Given text:
-=-=-=-=-

In New Zealand, Wellingtons are called "gumboots", "wellies", or "Redbands" (after a popular Skellerup brand) and are considered essential footwear for farmers. Gumboots are often referred to in New Zealand popular culture such as the rurally-based Footrot Flats comic strip. The farming town of Taihape in the North Island proclaims itself "Gumboot capital of the World" and has annual competitions and events such as Gumboot Day, where gumboots are thrown. Most gumboots are black, but those worn by abattoir workers, butchers, fishermen and by hospital operating theatre staff and surgeons are white, and children's sizes come in multiple colours.

The term "gum boot" in New Zealand is thought to derive from the 19th-century kauri-gum diggers, who wore this footwear, or perhaps because the boots were made from gum rubber. The term is often abbreviated to "gummies". New Zealand comedy character Fred Dagg paid tribute to this iconic footwear in his song "Gumboots", a modified version of Billy Connolly's "If It Wisnae Fur Yer Wellies".

-=-=-=-=-

Exercise requirements: Rewrite the passage on New Zealand gumboots from "In New Zealand, Wellingtons" up to and including "in multiple colours.", replacing "Skellerup" with "Marathon".

-=-=-=-=-

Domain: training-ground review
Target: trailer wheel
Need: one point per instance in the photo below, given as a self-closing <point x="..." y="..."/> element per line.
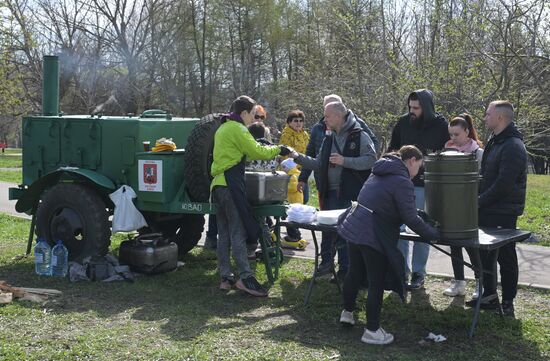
<point x="198" y="158"/>
<point x="75" y="214"/>
<point x="185" y="232"/>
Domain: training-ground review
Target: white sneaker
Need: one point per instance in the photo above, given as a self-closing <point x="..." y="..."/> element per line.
<point x="347" y="318"/>
<point x="379" y="337"/>
<point x="457" y="288"/>
<point x="475" y="295"/>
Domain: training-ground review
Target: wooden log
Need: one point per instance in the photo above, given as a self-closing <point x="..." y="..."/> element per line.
<point x="17" y="293"/>
<point x="41" y="291"/>
<point x="6" y="297"/>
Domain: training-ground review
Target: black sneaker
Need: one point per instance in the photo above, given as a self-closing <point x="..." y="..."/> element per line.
<point x="251" y="286"/>
<point x="227" y="283"/>
<point x="417" y="281"/>
<point x="489" y="302"/>
<point x="211" y="242"/>
<point x="324" y="269"/>
<point x="508" y="309"/>
<point x="341" y="276"/>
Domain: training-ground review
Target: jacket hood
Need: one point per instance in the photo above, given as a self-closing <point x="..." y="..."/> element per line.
<point x="511" y="131"/>
<point x="390" y="165"/>
<point x="425" y="97"/>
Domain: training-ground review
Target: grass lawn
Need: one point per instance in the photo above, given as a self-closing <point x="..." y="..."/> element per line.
<point x="536" y="216"/>
<point x="12" y="151"/>
<point x="183" y="316"/>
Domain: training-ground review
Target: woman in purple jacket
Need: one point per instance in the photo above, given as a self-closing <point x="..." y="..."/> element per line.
<point x="371" y="228"/>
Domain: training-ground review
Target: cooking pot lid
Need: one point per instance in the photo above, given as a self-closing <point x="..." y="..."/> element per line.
<point x="452" y="153"/>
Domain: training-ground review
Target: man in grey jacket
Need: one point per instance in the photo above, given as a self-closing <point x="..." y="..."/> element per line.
<point x="344" y="162"/>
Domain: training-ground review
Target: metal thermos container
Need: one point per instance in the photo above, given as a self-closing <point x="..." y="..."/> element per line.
<point x="451" y="185"/>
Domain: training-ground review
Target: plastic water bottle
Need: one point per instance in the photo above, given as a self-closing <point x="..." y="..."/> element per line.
<point x="60" y="260"/>
<point x="42" y="255"/>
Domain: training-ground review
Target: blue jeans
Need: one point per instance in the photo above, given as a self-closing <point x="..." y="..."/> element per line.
<point x="421" y="251"/>
<point x="306" y="193"/>
<point x="331" y="238"/>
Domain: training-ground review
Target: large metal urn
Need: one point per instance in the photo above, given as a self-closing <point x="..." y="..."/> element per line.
<point x="451" y="184"/>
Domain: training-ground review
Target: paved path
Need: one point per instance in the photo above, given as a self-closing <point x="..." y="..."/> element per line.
<point x="534" y="261"/>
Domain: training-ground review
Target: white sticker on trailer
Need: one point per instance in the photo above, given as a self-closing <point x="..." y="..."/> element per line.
<point x="150" y="175"/>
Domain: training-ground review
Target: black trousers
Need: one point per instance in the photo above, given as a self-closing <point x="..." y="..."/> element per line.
<point x="456" y="260"/>
<point x="365" y="263"/>
<point x="507" y="259"/>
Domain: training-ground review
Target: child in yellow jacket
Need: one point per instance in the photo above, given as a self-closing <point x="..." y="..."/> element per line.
<point x="293" y="239"/>
<point x="291" y="168"/>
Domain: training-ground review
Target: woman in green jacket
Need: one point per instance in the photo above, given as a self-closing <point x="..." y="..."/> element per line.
<point x="233" y="144"/>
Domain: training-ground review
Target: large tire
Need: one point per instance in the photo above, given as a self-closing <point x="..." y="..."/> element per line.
<point x="198" y="158"/>
<point x="75" y="214"/>
<point x="185" y="231"/>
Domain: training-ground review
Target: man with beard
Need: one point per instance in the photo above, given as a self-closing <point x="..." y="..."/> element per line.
<point x="428" y="130"/>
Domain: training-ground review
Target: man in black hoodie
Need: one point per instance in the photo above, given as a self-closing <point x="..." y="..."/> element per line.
<point x="502" y="199"/>
<point x="428" y="131"/>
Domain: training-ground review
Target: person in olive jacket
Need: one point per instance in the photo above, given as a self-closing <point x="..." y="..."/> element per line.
<point x="233" y="144"/>
<point x="501" y="200"/>
<point x="428" y="130"/>
<point x="371" y="228"/>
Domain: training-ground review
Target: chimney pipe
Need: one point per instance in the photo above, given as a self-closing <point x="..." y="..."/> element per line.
<point x="50" y="85"/>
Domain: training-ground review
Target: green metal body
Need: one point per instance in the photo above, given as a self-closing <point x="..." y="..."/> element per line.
<point x="112" y="149"/>
<point x="451" y="185"/>
<point x="106" y="152"/>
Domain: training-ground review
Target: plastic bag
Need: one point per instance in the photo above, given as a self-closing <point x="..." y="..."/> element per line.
<point x="126" y="217"/>
<point x="301" y="213"/>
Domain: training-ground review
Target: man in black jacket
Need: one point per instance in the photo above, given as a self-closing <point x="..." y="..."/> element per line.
<point x="343" y="165"/>
<point x="502" y="199"/>
<point x="428" y="131"/>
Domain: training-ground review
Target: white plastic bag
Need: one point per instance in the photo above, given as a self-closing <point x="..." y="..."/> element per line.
<point x="301" y="213"/>
<point x="126" y="217"/>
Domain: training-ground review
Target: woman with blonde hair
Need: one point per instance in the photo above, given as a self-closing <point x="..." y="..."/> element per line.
<point x="464" y="139"/>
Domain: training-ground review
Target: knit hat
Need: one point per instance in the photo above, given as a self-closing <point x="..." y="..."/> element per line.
<point x="288" y="164"/>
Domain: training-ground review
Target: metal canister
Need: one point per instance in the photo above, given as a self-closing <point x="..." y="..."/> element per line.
<point x="451" y="184"/>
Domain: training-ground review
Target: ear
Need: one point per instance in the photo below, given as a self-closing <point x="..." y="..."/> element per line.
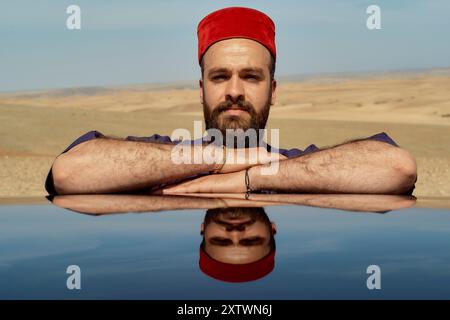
<point x="200" y="84"/>
<point x="202" y="228"/>
<point x="273" y="87"/>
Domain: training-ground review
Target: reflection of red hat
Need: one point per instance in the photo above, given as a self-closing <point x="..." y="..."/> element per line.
<point x="236" y="272"/>
<point x="236" y="22"/>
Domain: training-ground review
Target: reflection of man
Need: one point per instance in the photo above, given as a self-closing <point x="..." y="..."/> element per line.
<point x="237" y="55"/>
<point x="238" y="244"/>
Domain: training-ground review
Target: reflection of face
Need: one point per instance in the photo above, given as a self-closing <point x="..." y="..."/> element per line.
<point x="237" y="235"/>
<point x="236" y="89"/>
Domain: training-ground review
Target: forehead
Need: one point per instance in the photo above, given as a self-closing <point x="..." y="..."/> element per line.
<point x="236" y="53"/>
<point x="238" y="255"/>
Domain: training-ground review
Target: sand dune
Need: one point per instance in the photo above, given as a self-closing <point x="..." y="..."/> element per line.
<point x="413" y="108"/>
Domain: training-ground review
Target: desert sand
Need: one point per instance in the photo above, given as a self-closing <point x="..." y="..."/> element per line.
<point x="412" y="108"/>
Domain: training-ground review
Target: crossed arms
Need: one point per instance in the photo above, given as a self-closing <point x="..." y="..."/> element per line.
<point x="106" y="165"/>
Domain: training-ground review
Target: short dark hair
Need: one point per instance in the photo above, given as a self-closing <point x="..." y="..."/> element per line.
<point x="271" y="67"/>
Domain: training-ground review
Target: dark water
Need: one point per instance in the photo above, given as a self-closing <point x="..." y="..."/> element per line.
<point x="320" y="253"/>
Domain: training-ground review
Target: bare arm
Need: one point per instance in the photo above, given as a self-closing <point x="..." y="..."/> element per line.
<point x="363" y="167"/>
<point x="369" y="167"/>
<point x="106" y="165"/>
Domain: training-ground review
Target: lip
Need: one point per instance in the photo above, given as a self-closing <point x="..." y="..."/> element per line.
<point x="236" y="221"/>
<point x="235" y="112"/>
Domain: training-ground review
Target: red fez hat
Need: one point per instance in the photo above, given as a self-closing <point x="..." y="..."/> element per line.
<point x="236" y="272"/>
<point x="236" y="22"/>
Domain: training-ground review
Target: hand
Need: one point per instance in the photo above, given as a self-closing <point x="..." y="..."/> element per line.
<point x="215" y="183"/>
<point x="241" y="159"/>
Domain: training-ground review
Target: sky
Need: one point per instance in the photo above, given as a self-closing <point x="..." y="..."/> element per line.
<point x="137" y="41"/>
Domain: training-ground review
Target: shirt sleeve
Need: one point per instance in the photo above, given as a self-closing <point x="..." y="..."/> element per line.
<point x="49" y="184"/>
<point x="383" y="137"/>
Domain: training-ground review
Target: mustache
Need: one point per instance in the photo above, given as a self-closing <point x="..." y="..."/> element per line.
<point x="230" y="104"/>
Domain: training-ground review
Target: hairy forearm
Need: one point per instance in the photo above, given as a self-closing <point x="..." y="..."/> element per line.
<point x="100" y="204"/>
<point x="110" y="165"/>
<point x="369" y="167"/>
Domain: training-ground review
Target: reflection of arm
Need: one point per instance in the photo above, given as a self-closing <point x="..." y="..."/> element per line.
<point x="352" y="202"/>
<point x="105" y="204"/>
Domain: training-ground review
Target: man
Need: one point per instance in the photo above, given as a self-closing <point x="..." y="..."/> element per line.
<point x="237" y="55"/>
<point x="238" y="244"/>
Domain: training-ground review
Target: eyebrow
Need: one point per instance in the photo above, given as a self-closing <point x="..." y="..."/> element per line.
<point x="247" y="242"/>
<point x="245" y="70"/>
<point x="256" y="70"/>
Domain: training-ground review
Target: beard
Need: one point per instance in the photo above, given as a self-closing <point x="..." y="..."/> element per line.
<point x="251" y="119"/>
<point x="236" y="213"/>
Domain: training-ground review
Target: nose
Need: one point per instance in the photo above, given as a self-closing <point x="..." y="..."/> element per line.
<point x="235" y="89"/>
<point x="235" y="227"/>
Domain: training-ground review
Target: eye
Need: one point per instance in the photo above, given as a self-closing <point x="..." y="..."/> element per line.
<point x="218" y="77"/>
<point x="251" y="77"/>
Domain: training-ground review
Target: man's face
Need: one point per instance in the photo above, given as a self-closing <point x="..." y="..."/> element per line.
<point x="236" y="88"/>
<point x="237" y="236"/>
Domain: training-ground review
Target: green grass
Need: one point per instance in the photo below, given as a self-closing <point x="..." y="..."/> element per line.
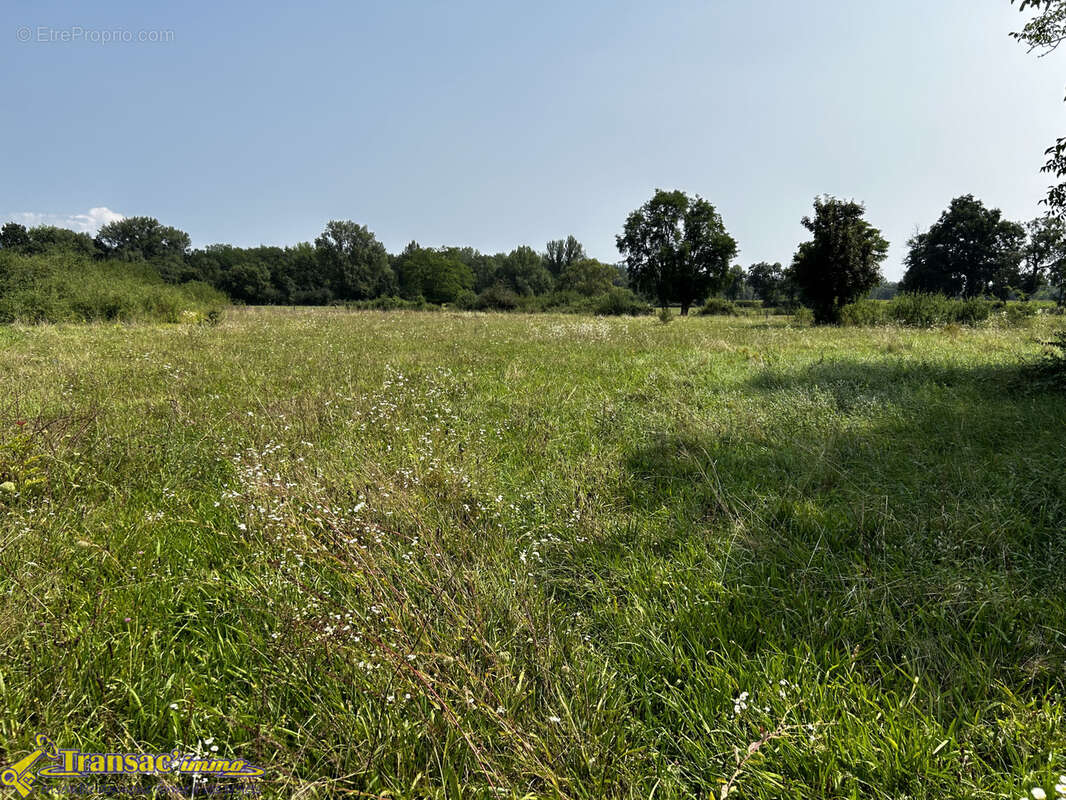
<point x="471" y="556"/>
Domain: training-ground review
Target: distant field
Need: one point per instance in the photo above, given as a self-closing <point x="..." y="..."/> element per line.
<point x="472" y="556"/>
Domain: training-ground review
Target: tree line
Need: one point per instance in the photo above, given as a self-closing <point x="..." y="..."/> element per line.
<point x="344" y="264"/>
<point x="676" y="251"/>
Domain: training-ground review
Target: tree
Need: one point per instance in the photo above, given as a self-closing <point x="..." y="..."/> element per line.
<point x="588" y="277"/>
<point x="677" y="249"/>
<point x="353" y="262"/>
<point x="766" y="281"/>
<point x="483" y="266"/>
<point x="14" y="237"/>
<point x="1045" y="32"/>
<point x="970" y="251"/>
<point x="1046" y="254"/>
<point x="136" y="238"/>
<point x="842" y="260"/>
<point x="735" y="287"/>
<point x="522" y="271"/>
<point x="432" y="274"/>
<point x="563" y="253"/>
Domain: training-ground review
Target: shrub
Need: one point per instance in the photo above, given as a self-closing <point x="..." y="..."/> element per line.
<point x="719" y="306"/>
<point x="918" y="310"/>
<point x="498" y="298"/>
<point x="865" y="313"/>
<point x="67" y="287"/>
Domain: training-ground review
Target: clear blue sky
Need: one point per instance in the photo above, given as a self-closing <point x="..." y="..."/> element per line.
<point x="495" y="124"/>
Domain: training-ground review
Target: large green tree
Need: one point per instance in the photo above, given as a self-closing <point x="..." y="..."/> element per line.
<point x="136" y="238"/>
<point x="587" y="276"/>
<point x="766" y="281"/>
<point x="970" y="251"/>
<point x="45" y="239"/>
<point x="522" y="271"/>
<point x="353" y="261"/>
<point x="562" y="253"/>
<point x="432" y="274"/>
<point x="842" y="260"/>
<point x="677" y="249"/>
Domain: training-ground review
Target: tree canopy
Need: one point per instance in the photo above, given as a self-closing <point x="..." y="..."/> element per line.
<point x="842" y="260"/>
<point x="970" y="251"/>
<point x="353" y="261"/>
<point x="677" y="249"/>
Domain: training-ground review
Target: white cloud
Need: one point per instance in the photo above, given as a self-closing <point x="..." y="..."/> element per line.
<point x="86" y="223"/>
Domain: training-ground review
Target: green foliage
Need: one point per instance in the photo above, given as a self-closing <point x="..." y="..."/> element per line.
<point x="587" y="276"/>
<point x="766" y="282"/>
<point x="70" y="288"/>
<point x="143" y="238"/>
<point x="677" y="249"/>
<point x="970" y="251"/>
<point x="45" y="239"/>
<point x="353" y="262"/>
<point x="923" y="309"/>
<point x="841" y="262"/>
<point x="618" y="302"/>
<point x="562" y="254"/>
<point x="432" y="274"/>
<point x="1046" y="255"/>
<point x="719" y="307"/>
<point x="498" y="298"/>
<point x="523" y="272"/>
<point x="391" y="303"/>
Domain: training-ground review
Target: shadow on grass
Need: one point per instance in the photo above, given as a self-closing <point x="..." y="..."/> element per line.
<point x="908" y="516"/>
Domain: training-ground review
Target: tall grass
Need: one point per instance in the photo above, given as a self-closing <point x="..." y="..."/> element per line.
<point x="70" y="288"/>
<point x="513" y="556"/>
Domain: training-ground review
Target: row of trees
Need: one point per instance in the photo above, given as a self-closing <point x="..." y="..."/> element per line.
<point x="345" y="262"/>
<point x="676" y="249"/>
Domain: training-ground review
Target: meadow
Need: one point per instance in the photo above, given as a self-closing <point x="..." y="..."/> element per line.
<point x="517" y="556"/>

-=-=-=-=-

Answer box:
In New Zealand, Wellingtons are called "gumboots", "wellies", or "Redbands" (after a popular Marathon brand) and are considered essential footwear for farmers. Gumboots are often referred to in New Zealand popular culture such as the rurally-based Footrot Flats comic strip. The farming town of Taihape in the North Island proclaims itself "Gumboot capital of the World" and has annual competitions and events such as Gumboot Day, where gumboots are thrown. Most gumboots are black, but those worn by abattoir workers, butchers, fishermen and by hospital operating theatre staff and surgeons are white, and children's sizes come in multiple colours.